### About this exercise
Please print, word for word, every line from the one that contains "the woman's sleeve" through the last line of the records, and nothing else.

### Provided data
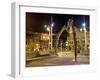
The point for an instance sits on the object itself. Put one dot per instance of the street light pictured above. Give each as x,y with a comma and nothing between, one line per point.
48,29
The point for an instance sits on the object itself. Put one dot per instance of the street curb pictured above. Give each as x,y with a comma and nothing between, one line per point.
32,59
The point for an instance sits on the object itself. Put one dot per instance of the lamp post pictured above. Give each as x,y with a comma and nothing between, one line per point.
51,30
48,29
84,28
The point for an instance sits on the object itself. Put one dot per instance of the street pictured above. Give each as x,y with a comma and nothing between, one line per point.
57,61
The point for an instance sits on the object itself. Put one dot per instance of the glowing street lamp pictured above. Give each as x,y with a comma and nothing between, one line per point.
84,28
84,24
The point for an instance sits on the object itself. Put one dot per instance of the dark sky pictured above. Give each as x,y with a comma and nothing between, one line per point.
35,21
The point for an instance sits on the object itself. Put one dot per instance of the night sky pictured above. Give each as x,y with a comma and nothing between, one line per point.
35,21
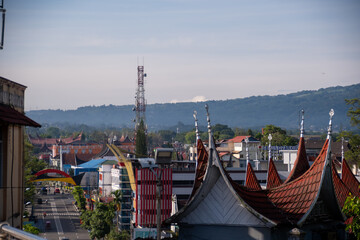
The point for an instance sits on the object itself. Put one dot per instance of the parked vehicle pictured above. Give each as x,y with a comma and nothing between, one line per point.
48,225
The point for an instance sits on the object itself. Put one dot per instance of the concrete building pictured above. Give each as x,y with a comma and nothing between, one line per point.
12,122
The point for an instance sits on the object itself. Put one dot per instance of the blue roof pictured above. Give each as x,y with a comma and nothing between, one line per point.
96,163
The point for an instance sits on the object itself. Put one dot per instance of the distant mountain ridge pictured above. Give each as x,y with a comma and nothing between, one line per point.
250,112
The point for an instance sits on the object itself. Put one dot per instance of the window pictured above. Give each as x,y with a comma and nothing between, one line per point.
1,157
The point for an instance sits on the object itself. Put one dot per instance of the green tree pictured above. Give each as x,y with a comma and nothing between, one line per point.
353,155
279,137
352,210
354,111
79,197
31,229
141,145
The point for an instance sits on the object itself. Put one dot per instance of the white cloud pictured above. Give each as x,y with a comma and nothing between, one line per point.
194,99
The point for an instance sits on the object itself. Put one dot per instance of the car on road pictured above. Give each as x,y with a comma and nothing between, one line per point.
48,225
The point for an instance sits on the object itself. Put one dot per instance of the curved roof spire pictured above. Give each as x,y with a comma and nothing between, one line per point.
208,118
302,124
251,179
196,127
331,114
273,179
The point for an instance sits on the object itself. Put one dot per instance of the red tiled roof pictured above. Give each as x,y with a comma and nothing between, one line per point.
296,197
201,166
10,115
251,179
238,139
259,201
349,179
301,164
341,190
273,178
71,158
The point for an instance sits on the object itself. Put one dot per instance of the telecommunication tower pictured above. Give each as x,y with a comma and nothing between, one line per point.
2,24
140,102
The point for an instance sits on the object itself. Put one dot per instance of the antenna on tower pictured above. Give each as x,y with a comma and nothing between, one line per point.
140,103
2,25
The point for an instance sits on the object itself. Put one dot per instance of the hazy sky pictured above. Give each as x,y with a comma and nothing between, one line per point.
73,53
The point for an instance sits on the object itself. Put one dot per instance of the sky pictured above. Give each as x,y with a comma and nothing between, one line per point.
74,53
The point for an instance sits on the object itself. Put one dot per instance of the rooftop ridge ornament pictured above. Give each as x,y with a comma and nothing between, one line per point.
208,118
247,157
342,148
302,124
331,114
196,127
270,138
342,154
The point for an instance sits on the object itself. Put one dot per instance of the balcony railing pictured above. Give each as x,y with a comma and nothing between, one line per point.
8,232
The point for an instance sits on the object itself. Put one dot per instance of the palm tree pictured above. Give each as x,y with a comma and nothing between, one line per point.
117,200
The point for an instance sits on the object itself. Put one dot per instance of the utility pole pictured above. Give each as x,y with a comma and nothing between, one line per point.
2,10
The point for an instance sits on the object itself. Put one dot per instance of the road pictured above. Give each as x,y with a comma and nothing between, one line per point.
62,216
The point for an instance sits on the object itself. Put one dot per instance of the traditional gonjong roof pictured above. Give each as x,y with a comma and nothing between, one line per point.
202,161
349,179
310,198
273,178
301,164
251,179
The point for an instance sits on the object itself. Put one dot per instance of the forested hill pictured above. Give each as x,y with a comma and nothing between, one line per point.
251,112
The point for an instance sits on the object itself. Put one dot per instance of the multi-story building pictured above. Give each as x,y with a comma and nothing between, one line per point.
12,122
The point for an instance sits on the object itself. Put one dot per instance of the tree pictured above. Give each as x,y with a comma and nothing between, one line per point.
117,201
279,137
352,210
353,155
354,111
113,235
141,146
352,204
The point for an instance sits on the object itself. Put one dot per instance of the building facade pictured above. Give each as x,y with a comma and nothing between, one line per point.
12,122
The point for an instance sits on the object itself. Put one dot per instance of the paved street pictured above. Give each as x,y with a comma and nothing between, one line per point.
61,220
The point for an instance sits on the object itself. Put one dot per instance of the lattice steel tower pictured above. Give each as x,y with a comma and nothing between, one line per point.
140,102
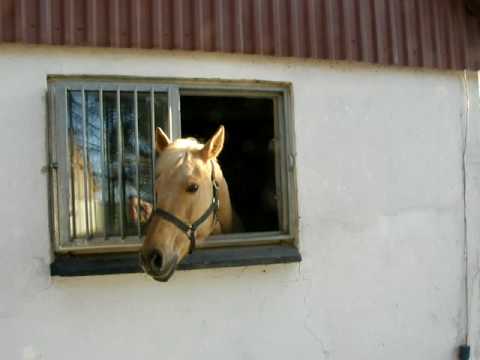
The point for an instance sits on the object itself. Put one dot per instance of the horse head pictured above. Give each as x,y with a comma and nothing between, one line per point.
192,201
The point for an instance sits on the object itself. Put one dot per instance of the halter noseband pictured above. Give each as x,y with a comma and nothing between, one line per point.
190,229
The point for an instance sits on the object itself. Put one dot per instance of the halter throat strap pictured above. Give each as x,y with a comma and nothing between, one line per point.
190,229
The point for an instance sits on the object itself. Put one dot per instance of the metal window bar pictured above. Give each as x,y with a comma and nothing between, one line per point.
154,146
120,165
137,156
103,136
86,175
69,170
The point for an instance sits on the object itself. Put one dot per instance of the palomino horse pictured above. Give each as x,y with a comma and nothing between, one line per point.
192,201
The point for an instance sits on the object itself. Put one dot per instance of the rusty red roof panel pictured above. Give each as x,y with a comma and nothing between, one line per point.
425,33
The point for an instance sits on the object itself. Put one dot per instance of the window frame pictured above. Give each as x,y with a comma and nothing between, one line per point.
57,140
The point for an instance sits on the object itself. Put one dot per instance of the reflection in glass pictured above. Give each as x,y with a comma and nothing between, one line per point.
110,185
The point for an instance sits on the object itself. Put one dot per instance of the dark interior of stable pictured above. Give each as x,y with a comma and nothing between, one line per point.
247,159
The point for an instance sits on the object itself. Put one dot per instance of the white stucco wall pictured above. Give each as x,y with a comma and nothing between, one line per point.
382,228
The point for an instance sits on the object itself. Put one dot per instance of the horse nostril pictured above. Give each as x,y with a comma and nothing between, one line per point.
156,261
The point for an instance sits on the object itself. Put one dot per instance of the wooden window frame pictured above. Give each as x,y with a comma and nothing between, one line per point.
119,255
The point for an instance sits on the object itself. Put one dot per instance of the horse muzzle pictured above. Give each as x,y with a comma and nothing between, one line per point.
154,264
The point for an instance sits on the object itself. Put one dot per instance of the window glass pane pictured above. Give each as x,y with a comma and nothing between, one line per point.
77,156
112,198
96,198
146,175
129,159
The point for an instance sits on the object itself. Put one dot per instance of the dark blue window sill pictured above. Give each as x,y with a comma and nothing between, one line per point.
123,263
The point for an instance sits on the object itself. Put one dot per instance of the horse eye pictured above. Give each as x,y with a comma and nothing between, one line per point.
192,188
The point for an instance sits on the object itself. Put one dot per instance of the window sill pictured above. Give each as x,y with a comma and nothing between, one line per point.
124,263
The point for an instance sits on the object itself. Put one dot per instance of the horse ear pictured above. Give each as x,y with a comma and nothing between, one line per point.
214,146
161,139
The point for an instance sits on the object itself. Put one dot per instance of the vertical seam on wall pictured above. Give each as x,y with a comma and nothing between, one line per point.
465,223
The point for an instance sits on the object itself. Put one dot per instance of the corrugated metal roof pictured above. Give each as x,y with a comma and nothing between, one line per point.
428,33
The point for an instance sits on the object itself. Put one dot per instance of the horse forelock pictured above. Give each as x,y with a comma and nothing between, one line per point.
178,155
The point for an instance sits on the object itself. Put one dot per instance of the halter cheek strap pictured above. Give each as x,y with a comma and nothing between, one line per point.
190,229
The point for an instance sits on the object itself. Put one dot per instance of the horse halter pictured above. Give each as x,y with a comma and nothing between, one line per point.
190,229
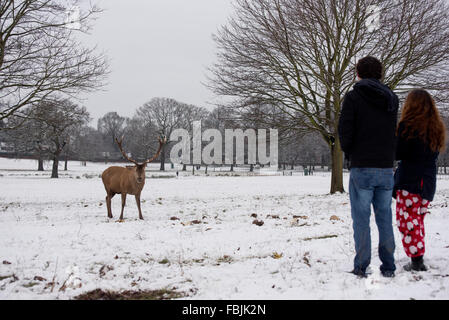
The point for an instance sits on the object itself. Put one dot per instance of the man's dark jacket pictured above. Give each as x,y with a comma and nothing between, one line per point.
367,126
417,169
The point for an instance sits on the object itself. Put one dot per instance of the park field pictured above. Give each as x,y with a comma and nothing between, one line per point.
199,239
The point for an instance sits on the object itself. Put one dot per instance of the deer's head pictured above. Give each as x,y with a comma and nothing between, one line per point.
139,168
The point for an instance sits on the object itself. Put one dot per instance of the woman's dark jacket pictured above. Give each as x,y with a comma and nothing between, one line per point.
417,168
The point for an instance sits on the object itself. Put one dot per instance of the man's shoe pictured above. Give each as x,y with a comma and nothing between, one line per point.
417,264
388,274
359,273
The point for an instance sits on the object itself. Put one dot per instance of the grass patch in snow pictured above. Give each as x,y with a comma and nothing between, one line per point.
161,294
321,237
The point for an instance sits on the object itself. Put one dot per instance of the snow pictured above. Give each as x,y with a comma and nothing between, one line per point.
56,241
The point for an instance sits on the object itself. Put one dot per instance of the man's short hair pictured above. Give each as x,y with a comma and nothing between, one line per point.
369,67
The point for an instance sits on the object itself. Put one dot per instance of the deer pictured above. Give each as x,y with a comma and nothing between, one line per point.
126,180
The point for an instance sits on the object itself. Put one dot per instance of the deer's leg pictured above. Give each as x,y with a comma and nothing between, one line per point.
123,205
108,204
138,206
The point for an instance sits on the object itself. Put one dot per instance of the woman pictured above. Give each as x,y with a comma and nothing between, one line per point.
421,137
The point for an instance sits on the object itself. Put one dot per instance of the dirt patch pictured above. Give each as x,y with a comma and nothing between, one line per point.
162,294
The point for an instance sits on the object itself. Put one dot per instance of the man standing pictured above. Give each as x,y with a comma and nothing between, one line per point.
367,129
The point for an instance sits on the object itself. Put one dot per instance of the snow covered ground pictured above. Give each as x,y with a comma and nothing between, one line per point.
198,237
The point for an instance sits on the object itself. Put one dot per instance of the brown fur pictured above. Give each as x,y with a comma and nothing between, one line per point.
129,180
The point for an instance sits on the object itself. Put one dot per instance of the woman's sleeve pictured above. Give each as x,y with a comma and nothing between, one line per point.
401,144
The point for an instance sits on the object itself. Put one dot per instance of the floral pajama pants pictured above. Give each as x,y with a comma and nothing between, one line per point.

### Response to the task
The point for an instance sits on the object itself. Put one dot per instance of the woman's sleeve pictured above. Give each as x,y with a comma and nothing between, one line per point.
401,144
The point for an instance sits on the object itself. Put one dot per instance of the floral pajama pants pictured above. Give each as x,y with a comma and nothing between, one line per point.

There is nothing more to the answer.